Phrase grounding data:
• • • •

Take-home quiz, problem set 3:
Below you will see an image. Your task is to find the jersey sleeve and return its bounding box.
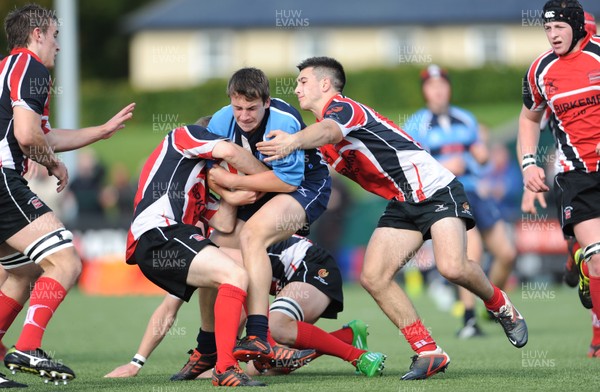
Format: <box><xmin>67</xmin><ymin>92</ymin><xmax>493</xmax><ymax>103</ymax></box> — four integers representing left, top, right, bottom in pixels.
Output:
<box><xmin>265</xmin><ymin>108</ymin><xmax>304</xmax><ymax>186</ymax></box>
<box><xmin>522</xmin><ymin>67</ymin><xmax>546</xmax><ymax>112</ymax></box>
<box><xmin>172</xmin><ymin>125</ymin><xmax>227</xmax><ymax>159</ymax></box>
<box><xmin>10</xmin><ymin>57</ymin><xmax>49</xmax><ymax>116</ymax></box>
<box><xmin>207</xmin><ymin>105</ymin><xmax>235</xmax><ymax>139</ymax></box>
<box><xmin>322</xmin><ymin>100</ymin><xmax>367</xmax><ymax>136</ymax></box>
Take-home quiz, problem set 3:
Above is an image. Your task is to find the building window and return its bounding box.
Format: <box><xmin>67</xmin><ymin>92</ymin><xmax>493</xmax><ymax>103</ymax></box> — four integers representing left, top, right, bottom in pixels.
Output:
<box><xmin>469</xmin><ymin>26</ymin><xmax>507</xmax><ymax>66</ymax></box>
<box><xmin>294</xmin><ymin>30</ymin><xmax>328</xmax><ymax>60</ymax></box>
<box><xmin>382</xmin><ymin>28</ymin><xmax>422</xmax><ymax>65</ymax></box>
<box><xmin>191</xmin><ymin>30</ymin><xmax>232</xmax><ymax>81</ymax></box>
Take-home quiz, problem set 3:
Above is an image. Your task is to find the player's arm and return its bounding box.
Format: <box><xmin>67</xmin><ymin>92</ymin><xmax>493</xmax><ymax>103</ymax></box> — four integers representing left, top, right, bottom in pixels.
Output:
<box><xmin>46</xmin><ymin>103</ymin><xmax>135</xmax><ymax>152</ymax></box>
<box><xmin>256</xmin><ymin>119</ymin><xmax>343</xmax><ymax>162</ymax></box>
<box><xmin>209</xmin><ymin>167</ymin><xmax>296</xmax><ymax>193</ymax></box>
<box><xmin>518</xmin><ymin>104</ymin><xmax>549</xmax><ymax>193</ymax></box>
<box><xmin>207</xmin><ymin>172</ymin><xmax>262</xmax><ymax>207</ymax></box>
<box><xmin>104</xmin><ymin>295</ymin><xmax>184</xmax><ymax>378</ymax></box>
<box><xmin>211</xmin><ymin>140</ymin><xmax>269</xmax><ymax>176</ymax></box>
<box><xmin>13</xmin><ymin>106</ymin><xmax>68</xmax><ymax>192</ymax></box>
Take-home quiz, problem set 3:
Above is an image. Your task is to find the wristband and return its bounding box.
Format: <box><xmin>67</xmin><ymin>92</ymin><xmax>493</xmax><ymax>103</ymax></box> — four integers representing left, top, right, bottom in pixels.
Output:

• • • •

DIRECTIONS: Print the records again exactly, pictures excluded.

RESPONSE:
Take-home quiz, problem set 3:
Below you will see an image. Your task is to find the jersey sleeve and return its bounding box.
Format: <box><xmin>67</xmin><ymin>92</ymin><xmax>493</xmax><ymax>103</ymax></box> — four integers representing left, top, right, bottom in pixels.
Output:
<box><xmin>265</xmin><ymin>108</ymin><xmax>304</xmax><ymax>186</ymax></box>
<box><xmin>522</xmin><ymin>67</ymin><xmax>546</xmax><ymax>112</ymax></box>
<box><xmin>172</xmin><ymin>125</ymin><xmax>227</xmax><ymax>159</ymax></box>
<box><xmin>10</xmin><ymin>57</ymin><xmax>49</xmax><ymax>116</ymax></box>
<box><xmin>207</xmin><ymin>105</ymin><xmax>235</xmax><ymax>139</ymax></box>
<box><xmin>322</xmin><ymin>100</ymin><xmax>367</xmax><ymax>136</ymax></box>
Take-home quiz, problem set 3:
Above is an image. Your task is to find the building window and return its bounding box.
Format: <box><xmin>67</xmin><ymin>92</ymin><xmax>493</xmax><ymax>103</ymax></box> — four integers representing left, top, right, bottom in pixels.
Output:
<box><xmin>469</xmin><ymin>26</ymin><xmax>507</xmax><ymax>66</ymax></box>
<box><xmin>294</xmin><ymin>30</ymin><xmax>328</xmax><ymax>60</ymax></box>
<box><xmin>382</xmin><ymin>28</ymin><xmax>422</xmax><ymax>65</ymax></box>
<box><xmin>191</xmin><ymin>30</ymin><xmax>232</xmax><ymax>81</ymax></box>
Take-home quiz, problem set 3:
Above is an image. Your task is to find the player's arm and return its bounding box.
Format: <box><xmin>67</xmin><ymin>92</ymin><xmax>493</xmax><ymax>103</ymax></box> — four integers representing left, top, right, bottom in pixels.
Output:
<box><xmin>46</xmin><ymin>103</ymin><xmax>135</xmax><ymax>152</ymax></box>
<box><xmin>256</xmin><ymin>119</ymin><xmax>343</xmax><ymax>162</ymax></box>
<box><xmin>209</xmin><ymin>167</ymin><xmax>296</xmax><ymax>193</ymax></box>
<box><xmin>518</xmin><ymin>104</ymin><xmax>549</xmax><ymax>193</ymax></box>
<box><xmin>207</xmin><ymin>172</ymin><xmax>262</xmax><ymax>207</ymax></box>
<box><xmin>104</xmin><ymin>295</ymin><xmax>184</xmax><ymax>378</ymax></box>
<box><xmin>211</xmin><ymin>140</ymin><xmax>269</xmax><ymax>176</ymax></box>
<box><xmin>13</xmin><ymin>106</ymin><xmax>68</xmax><ymax>192</ymax></box>
Take-home quiz, problem set 3:
Above is an image. Your task is to find the wristband and return its bounding box.
Format: <box><xmin>67</xmin><ymin>92</ymin><xmax>493</xmax><ymax>103</ymax></box> — four integers representing left, top, right, bottom in pixels.
Output:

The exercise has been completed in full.